--- 検討対象の文章 ---
—————

そして、沖縄の生き方として、平和、共生、自立という3つの理念、9つの整備方針を確認した。
以上を踏まえて、沖縄がめざすべき基本政策の方向は、第1に脱軍事都市、世界に開かれた平和外交都市沖縄の構築、第2に国際社会に寄与する南の国際協力・交流拠点の形成、第3に沖縄経済の自立化・産業振興の政策的推進、第4に基地返還の促進と県土の再編とした。
それらを具体化するため、国際都市形成構想、基地返還アクションプログラム(素案)、経済振興特別措置の3つの施策をまとめた。
米海兵隊員による少女暴行事件を契機に、沖縄県民は県民大会で基地のない平和な沖縄をつくろうと再確認した。そして日米政府に突きつけたのが基地返還アクションプログラム。沖縄の米軍基地を2015年までに3期に分けてゼロにする計画だ。沖縄県に外交権はないから素案とし、日米政府に実行を要求した。日米政府は第1期分を重点に11の基地施設の整理縮小をSACOで合意した。第2期分、第3期分については何も言ってないが、消えてもいない。稲嶺知事も全面否定はしていない。次はどの基地の返還を求めるのか、基地返還アクションプログラムは消えたのか。マスコミの追及に、稲嶺知事は考えさせてくれという姿勢だ。

—————

--- 問題文 ---
次の1.〜3.の記述が沖縄の基地返還をめぐる文章の内容と合うかを判断し、それぞれ「はい」か「いいえ」で答え、決め手となる文章中の語句をそのまま引用せよ。
1. 基地返還アクションプログラムは、沖縄の米軍基地を2015年までに3期に分けてゼロにする計画である。
2. 日米政府はSACOで、第2期分の基地返還にも合意した。
3. 稲嶺知事は基地返還アクションプログラムを全面的に否定した。

あるコレクションのデータ
—————

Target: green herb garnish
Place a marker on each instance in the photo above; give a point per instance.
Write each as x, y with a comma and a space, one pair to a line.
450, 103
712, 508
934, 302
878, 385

—————

--- 最終解答 ---
1. はい。「沖縄の米軍基地を2015年までに3期に分けてゼロにする計画だ。」
2. いいえ。「第2期分、第3期分については何も言ってないが、消えてもいない。」
3. いいえ。「稲嶺知事も全面否定はしていない。」